PASSAGE PROVIDED start

Are you looking for a new spooktacular treat to add to your haunting party? These Halloween nutty kataifi monsters will go perfectly with your mummy dogs, witch fingers pretzels, ghost brownies, spider cookies, Frankenstein Rice Krispies, and other fun and ghoulish treats.
Best of all, the messier you make them, the better they look! Bonus: they quickly turn into sweet haystacks for your Thanksgiving table!
Inspiration indeed strikes at funny times. The inspiration for these nut-filled fuzzy and sort of mummified monsters came to me at Easter.
Who thinks of Halloween at Easter? This girl, so you don't have to!
What is kataifi?
In Greece, kataifi is based on various dishes rolled or layered with it, including dessert pastries with nuts and sweet syrups. In Turkish, kadayif and Arabic kanafe can refer to the string pastry itself, or the entire dessert dish.
The list of spellings for shredded phyllo dough seems to go on: kadaif, kataifi, knafeh, kanafe, kenafeh, kunafeh, konafi, kadayif, künefe, etc.
Kataifi is the Greek name for kanafeh, and back home, we call it kadaif. Sheesh, I bet you'll be dreaming of all these words tonight! 😂
Fun with kataifi dough
I was planning on making these rolls (which are the base recipe for these monsters) because they are my dad's favorite treat. Now I could've also made more nests and used them as cups for baklava ice cream. 🤔
Since I've never made kataifi rolls before (what kind of a daughter am I, right?), I searched for the recipe, and these perfect pretzel broomsticks popped up. How fun are they? 🤩
Let me tell you, they look super cute and easy, but they were not so fun to make. Or maybe it's the operator error. 😩
There's something terrifically fun in tearing apart the dough shreds, though, but I tossed away more pastry than I care to admit, all while swearing violently under my breath. Damn you, Heather, how do you do it?

PASSAGE PROVIDED end

> STATED GOAL
In the post on Halloween kataifi monsters, what do the treats turn into for Thanksgiving?

PROVIDED RECORDS start

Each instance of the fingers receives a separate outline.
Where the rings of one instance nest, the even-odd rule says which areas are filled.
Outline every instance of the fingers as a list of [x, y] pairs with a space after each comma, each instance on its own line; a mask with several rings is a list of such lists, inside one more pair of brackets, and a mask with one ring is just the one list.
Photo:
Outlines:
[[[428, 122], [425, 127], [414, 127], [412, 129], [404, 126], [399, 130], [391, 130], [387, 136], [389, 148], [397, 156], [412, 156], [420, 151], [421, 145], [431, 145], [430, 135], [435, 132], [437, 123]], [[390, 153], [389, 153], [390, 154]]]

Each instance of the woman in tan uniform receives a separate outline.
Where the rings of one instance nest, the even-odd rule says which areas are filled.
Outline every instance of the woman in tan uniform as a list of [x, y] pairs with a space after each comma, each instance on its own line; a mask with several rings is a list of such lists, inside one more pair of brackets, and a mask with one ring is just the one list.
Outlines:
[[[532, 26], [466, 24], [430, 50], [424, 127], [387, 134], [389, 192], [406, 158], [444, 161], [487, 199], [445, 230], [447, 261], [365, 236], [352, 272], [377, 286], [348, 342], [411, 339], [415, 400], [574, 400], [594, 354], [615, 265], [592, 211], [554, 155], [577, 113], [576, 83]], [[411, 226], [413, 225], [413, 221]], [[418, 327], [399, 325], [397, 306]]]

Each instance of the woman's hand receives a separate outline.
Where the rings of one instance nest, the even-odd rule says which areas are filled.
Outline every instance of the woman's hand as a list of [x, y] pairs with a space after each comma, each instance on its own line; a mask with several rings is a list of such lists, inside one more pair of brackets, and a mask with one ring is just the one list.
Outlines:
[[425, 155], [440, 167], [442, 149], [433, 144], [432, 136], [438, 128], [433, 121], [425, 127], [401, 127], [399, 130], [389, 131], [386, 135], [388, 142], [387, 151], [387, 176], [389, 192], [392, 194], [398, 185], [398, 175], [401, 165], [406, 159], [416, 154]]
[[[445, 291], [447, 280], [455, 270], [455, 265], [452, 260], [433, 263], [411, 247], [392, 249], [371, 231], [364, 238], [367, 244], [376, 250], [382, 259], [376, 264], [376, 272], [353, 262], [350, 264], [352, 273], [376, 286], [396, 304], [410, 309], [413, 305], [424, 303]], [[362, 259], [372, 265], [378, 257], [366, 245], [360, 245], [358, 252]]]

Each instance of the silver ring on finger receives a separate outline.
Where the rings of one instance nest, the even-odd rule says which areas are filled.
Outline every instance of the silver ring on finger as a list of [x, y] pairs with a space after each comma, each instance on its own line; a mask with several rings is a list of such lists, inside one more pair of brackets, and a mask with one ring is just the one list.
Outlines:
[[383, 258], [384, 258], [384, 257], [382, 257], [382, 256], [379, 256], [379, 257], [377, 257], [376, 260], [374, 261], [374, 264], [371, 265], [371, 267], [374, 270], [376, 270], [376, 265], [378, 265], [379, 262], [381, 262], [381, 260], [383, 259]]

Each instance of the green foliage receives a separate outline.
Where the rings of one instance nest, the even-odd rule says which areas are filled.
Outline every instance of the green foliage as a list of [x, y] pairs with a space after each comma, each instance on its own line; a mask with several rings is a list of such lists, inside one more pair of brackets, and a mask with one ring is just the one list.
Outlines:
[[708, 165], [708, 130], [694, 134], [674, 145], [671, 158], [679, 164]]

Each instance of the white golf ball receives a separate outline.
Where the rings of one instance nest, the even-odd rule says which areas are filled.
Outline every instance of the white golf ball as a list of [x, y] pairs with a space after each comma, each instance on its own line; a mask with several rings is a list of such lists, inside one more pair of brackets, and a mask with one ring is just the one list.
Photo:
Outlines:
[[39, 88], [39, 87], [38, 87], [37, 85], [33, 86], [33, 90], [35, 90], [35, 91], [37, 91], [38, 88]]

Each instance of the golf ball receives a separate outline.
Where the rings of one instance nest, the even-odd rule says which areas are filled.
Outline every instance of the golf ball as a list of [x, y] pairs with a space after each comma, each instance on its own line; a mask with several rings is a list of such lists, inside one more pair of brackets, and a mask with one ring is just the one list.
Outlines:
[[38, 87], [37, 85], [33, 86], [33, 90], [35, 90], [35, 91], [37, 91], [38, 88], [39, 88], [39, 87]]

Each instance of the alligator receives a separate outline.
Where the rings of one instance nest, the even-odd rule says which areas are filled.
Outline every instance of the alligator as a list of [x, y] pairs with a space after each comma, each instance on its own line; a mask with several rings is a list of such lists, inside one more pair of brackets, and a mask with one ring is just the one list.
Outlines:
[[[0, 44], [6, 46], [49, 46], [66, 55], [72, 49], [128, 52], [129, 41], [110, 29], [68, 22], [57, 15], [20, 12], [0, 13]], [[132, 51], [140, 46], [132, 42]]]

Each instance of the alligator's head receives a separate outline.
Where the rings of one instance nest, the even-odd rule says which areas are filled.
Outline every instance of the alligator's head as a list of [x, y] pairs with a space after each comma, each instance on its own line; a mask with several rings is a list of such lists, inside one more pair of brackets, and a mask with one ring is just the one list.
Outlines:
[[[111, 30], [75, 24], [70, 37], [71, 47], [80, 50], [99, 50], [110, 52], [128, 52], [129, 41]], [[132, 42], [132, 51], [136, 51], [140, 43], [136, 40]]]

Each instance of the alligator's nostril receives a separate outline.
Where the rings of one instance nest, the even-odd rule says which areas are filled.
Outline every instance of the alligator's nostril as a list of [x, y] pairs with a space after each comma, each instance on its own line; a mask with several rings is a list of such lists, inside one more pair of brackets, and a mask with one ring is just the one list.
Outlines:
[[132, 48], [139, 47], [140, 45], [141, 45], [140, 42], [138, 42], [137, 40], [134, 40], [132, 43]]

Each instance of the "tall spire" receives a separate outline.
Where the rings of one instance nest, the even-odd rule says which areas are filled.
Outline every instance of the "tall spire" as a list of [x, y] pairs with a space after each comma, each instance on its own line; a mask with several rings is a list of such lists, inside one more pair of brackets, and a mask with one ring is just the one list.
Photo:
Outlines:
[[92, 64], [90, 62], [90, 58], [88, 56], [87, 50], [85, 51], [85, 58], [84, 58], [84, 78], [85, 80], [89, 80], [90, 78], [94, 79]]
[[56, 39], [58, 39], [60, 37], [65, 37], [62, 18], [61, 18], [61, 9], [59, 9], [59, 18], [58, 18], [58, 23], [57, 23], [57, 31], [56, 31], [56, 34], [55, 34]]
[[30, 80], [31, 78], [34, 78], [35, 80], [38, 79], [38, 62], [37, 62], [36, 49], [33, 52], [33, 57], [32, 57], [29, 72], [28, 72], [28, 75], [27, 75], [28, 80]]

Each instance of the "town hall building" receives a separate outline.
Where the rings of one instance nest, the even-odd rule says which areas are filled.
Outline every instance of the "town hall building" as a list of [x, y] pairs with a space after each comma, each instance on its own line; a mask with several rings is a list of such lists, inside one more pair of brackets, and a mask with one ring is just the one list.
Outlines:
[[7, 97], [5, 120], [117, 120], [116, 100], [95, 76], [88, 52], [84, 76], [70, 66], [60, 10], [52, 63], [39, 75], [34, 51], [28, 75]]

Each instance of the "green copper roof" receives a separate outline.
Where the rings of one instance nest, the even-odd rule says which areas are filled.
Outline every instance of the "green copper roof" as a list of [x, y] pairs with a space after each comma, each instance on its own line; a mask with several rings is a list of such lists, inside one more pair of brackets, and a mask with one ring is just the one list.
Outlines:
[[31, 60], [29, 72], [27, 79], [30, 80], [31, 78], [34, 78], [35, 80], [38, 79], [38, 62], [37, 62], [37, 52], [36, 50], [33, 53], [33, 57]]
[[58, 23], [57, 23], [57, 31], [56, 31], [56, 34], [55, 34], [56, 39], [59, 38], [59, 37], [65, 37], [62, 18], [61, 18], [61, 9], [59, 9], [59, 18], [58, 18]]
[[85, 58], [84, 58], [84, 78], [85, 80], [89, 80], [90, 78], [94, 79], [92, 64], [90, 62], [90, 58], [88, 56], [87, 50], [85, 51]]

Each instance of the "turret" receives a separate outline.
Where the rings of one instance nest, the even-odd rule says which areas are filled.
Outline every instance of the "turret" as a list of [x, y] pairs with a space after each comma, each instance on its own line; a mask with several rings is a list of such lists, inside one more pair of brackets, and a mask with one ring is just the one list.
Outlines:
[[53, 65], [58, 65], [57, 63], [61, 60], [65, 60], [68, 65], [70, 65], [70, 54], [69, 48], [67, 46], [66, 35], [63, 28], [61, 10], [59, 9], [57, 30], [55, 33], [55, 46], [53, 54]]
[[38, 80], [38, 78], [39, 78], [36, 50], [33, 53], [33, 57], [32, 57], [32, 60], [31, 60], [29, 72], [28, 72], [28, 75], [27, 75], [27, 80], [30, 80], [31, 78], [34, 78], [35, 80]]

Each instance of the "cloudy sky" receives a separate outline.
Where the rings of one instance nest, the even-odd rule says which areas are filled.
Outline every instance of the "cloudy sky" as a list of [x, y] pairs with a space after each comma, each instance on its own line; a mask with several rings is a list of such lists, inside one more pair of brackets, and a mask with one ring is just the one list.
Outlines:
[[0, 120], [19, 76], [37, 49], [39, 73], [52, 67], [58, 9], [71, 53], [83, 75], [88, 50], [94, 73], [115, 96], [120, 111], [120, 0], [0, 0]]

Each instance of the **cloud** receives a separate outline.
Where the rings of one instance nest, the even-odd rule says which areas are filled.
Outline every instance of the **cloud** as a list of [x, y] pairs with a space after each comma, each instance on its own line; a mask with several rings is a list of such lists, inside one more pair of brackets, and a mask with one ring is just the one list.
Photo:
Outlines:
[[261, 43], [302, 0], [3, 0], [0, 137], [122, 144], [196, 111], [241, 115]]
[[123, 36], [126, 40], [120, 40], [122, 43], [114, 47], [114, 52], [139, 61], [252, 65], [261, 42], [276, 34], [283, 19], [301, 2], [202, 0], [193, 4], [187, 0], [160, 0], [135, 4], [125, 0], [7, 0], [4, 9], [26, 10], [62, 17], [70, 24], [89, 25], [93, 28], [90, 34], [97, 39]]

PROVIDED RECORDS end

> TASK OUTPUT
They turn into sweet haystacks for the Thanksgiving table.